- _SET TASK_:
Reproduce verbatim the lines of the records below, from the line containing "Where in this photo is the blurred" through the line containing "[0,259,236,353]", with both of those lines included.

- _DATA SECTION_:
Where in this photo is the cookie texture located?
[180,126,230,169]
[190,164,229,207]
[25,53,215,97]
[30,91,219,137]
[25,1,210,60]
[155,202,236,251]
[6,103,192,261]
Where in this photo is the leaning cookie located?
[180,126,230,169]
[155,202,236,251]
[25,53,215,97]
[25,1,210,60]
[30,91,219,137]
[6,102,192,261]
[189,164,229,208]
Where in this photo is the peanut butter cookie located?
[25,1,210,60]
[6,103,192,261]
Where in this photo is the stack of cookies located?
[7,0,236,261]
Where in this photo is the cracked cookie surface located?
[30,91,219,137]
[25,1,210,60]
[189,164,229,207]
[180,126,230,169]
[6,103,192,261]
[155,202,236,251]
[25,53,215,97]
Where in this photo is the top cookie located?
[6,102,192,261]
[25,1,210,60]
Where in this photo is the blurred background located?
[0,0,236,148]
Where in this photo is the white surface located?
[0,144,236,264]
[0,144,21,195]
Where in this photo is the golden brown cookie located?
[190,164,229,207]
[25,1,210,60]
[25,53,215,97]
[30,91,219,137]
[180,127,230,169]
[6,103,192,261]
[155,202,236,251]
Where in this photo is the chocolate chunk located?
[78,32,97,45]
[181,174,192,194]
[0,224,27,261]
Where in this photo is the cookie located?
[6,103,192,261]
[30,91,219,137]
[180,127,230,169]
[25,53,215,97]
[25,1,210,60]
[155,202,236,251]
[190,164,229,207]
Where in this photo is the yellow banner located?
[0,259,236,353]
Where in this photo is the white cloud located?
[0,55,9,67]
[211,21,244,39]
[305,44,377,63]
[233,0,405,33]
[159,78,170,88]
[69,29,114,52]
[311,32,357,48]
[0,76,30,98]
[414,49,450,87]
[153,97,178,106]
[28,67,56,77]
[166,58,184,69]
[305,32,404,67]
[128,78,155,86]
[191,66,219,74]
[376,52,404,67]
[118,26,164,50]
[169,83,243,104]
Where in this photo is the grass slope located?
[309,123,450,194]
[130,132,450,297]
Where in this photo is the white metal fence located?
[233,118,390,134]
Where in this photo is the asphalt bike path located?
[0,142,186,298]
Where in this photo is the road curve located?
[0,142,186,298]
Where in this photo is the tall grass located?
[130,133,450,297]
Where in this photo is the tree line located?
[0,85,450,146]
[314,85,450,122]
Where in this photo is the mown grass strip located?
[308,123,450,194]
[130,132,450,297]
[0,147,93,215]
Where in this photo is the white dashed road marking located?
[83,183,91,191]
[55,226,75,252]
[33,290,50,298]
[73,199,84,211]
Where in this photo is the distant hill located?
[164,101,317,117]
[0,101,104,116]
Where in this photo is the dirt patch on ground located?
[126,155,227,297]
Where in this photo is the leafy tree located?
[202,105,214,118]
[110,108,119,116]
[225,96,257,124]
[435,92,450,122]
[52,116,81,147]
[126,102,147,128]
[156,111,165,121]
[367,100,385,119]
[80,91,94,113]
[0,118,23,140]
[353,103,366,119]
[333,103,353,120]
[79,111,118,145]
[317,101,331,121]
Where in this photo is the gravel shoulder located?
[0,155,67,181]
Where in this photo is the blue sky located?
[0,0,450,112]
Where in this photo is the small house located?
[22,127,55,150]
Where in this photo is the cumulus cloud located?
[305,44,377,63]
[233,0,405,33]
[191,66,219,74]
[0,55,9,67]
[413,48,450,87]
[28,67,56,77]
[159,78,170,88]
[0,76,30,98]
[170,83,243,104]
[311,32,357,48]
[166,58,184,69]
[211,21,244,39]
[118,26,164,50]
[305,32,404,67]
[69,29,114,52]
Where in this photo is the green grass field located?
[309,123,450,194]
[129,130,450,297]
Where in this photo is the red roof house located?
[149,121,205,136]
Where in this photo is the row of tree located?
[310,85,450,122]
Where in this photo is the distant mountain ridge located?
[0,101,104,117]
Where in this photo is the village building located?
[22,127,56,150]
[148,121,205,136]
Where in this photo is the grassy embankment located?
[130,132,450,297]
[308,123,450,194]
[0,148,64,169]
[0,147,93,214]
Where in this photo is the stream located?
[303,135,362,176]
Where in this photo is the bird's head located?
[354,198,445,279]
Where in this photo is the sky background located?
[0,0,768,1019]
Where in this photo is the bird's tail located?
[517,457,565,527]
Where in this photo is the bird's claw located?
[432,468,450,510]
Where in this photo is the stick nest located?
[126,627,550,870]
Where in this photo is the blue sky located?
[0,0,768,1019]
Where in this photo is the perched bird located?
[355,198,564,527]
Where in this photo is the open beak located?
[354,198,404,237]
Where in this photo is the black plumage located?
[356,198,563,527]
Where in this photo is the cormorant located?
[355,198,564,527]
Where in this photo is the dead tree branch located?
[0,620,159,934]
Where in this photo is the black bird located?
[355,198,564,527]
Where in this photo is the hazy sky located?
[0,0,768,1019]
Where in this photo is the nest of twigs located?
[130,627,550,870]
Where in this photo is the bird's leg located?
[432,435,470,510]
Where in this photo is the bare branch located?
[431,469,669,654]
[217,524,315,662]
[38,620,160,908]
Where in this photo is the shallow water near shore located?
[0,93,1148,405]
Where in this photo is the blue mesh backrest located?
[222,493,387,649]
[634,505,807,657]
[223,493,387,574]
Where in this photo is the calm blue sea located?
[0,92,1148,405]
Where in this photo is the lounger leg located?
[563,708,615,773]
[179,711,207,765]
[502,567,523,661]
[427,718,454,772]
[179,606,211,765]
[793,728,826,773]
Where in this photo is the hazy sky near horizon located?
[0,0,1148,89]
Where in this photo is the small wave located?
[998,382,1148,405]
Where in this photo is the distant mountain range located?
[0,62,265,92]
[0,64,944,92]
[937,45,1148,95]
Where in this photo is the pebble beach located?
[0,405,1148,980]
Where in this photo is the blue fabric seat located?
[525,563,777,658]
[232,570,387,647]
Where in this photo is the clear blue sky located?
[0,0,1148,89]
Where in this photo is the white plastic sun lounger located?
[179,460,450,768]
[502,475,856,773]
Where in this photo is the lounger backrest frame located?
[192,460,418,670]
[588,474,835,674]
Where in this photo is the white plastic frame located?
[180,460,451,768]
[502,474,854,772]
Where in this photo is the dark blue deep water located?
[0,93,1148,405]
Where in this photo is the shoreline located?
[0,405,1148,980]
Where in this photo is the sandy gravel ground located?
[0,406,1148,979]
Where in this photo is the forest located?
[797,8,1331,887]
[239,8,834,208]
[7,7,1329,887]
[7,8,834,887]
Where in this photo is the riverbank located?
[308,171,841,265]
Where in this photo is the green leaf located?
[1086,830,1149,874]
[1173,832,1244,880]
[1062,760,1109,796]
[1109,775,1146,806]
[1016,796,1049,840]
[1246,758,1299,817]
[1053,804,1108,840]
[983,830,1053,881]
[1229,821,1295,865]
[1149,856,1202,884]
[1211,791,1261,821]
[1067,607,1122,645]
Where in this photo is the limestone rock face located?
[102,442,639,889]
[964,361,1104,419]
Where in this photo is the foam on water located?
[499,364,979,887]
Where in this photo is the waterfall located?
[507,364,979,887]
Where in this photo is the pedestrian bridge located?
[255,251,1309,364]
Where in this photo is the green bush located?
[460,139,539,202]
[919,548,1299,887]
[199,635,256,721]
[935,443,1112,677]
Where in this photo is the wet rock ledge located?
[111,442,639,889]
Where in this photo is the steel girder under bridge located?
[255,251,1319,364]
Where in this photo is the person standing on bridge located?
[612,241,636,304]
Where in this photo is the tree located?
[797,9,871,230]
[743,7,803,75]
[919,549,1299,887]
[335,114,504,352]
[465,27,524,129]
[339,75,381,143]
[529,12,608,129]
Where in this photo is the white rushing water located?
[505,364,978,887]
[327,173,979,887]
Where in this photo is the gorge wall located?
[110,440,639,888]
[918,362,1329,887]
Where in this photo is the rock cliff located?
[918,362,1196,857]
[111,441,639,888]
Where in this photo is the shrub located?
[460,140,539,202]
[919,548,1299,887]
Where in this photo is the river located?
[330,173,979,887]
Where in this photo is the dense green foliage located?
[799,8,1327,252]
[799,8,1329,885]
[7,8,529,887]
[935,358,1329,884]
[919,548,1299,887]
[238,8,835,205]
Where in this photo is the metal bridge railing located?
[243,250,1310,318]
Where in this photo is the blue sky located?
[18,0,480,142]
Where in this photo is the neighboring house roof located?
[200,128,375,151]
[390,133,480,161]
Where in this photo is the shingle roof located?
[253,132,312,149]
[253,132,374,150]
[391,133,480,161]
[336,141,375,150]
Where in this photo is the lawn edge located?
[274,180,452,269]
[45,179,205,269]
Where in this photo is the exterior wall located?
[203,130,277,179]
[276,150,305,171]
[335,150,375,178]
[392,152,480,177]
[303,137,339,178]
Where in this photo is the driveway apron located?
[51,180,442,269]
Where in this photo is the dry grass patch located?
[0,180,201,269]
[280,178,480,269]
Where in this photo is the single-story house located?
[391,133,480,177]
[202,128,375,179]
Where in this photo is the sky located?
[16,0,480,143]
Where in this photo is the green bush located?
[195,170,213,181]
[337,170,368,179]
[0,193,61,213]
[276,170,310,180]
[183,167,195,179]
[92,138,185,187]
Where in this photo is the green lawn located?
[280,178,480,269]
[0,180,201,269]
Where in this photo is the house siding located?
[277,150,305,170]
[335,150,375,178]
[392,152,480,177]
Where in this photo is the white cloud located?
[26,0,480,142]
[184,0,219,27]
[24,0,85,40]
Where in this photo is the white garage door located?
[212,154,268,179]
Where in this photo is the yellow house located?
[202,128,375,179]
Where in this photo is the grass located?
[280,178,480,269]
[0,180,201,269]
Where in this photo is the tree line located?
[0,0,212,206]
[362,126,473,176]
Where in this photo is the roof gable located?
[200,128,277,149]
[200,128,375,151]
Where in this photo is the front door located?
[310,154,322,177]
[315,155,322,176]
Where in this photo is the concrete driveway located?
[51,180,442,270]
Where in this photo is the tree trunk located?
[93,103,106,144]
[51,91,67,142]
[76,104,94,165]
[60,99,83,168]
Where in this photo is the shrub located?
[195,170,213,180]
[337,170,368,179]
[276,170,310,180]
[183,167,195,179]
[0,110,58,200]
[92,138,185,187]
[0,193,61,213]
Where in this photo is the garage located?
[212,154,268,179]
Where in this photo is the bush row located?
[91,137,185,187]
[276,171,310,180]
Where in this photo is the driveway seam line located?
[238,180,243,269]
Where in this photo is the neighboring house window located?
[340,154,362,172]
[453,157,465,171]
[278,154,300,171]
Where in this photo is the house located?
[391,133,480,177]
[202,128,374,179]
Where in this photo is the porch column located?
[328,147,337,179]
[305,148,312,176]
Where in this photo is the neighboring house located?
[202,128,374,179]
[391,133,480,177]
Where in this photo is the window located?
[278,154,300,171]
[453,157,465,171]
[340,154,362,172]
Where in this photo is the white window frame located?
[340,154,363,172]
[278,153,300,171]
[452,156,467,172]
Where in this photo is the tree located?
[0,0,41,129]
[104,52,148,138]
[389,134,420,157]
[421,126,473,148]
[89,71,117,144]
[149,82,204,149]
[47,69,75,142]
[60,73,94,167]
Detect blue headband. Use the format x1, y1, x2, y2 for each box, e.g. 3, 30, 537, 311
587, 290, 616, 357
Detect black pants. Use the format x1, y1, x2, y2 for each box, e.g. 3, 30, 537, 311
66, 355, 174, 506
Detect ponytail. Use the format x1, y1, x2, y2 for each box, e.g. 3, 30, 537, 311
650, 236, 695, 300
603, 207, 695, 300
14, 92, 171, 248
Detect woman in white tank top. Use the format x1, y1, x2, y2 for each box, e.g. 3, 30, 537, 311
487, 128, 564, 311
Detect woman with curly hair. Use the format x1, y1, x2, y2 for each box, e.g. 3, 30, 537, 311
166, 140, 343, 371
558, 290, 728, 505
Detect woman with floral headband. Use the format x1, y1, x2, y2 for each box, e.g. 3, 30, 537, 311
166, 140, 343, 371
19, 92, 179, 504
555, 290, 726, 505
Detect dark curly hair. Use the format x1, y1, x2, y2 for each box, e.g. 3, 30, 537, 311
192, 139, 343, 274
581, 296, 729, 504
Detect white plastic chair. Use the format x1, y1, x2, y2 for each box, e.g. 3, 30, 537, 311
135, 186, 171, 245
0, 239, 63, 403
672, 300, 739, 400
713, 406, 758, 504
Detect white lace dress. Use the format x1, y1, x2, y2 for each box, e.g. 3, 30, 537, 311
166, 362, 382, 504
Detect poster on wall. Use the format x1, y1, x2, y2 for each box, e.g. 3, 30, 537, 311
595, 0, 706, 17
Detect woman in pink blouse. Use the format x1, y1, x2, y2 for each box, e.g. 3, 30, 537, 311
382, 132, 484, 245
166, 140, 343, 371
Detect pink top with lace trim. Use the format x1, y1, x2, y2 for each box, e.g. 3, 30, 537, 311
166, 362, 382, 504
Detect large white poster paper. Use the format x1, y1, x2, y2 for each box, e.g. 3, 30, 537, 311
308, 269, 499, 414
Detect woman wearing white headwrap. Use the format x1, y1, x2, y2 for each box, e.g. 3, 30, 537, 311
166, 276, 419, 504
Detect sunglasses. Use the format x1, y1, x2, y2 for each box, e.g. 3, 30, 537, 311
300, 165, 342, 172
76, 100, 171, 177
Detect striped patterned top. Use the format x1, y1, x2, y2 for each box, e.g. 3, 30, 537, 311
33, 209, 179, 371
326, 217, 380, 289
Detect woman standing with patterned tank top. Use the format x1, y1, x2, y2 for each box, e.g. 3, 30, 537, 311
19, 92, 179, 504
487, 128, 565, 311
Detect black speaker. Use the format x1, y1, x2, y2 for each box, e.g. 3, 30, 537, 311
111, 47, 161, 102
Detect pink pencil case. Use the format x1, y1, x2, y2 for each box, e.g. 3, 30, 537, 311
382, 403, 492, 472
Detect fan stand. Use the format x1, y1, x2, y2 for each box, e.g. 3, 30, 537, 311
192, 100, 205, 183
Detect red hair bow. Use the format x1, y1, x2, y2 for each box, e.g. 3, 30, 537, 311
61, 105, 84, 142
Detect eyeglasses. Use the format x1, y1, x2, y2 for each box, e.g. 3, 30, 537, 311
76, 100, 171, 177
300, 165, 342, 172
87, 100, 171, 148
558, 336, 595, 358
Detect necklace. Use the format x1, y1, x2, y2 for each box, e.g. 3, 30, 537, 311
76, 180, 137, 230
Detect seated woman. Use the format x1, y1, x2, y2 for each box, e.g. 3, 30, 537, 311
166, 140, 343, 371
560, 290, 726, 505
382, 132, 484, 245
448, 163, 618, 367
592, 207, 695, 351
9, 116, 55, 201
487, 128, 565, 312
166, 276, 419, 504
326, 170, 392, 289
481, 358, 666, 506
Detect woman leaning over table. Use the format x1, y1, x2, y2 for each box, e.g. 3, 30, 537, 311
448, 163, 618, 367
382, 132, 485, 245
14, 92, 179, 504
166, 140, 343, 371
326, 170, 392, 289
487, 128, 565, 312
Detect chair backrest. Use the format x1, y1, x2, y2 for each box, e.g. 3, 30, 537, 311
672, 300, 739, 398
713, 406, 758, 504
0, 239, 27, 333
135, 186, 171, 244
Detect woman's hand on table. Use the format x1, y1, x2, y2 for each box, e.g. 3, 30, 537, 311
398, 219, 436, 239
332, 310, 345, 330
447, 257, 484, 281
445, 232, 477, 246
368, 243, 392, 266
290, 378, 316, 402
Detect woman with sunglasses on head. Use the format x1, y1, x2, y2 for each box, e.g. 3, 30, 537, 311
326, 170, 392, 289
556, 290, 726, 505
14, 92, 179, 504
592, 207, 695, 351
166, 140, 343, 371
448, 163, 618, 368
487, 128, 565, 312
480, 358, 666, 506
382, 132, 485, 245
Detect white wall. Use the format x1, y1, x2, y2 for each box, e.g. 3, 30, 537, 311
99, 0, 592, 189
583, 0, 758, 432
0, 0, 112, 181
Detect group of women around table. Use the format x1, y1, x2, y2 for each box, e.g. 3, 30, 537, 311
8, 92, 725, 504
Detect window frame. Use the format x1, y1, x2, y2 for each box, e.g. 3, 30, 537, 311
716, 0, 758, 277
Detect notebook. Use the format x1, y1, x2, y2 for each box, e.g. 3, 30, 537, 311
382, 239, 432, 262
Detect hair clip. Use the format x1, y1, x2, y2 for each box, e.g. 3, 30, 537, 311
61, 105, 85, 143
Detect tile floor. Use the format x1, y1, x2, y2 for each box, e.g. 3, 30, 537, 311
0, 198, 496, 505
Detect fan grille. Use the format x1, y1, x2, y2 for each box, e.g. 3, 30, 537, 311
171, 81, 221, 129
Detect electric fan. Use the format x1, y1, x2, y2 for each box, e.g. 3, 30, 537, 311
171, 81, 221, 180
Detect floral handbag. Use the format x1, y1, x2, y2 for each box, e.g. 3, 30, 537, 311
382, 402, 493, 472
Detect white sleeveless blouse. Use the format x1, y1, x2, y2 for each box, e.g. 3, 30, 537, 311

- _SOLUTION FOR THIS PROBLEM_:
Where in this photo is the blurred background located?
[0,0,236,148]
Where in this photo is the white surface located?
[0,144,236,264]
[0,144,21,195]
Where in this photo is the golden brown cookie located?
[190,164,229,207]
[25,1,210,60]
[25,53,215,97]
[30,91,219,137]
[180,127,230,169]
[6,103,192,261]
[155,202,236,251]
Where in this photo is the chocolate chunk located?
[78,32,97,45]
[181,174,192,194]
[0,224,27,261]
Where in this photo is the cookie located?
[6,103,192,261]
[30,91,219,137]
[180,127,230,169]
[25,53,215,97]
[25,1,210,60]
[155,202,236,251]
[190,164,229,207]
Where in this photo is the yellow banner located?
[0,259,236,353]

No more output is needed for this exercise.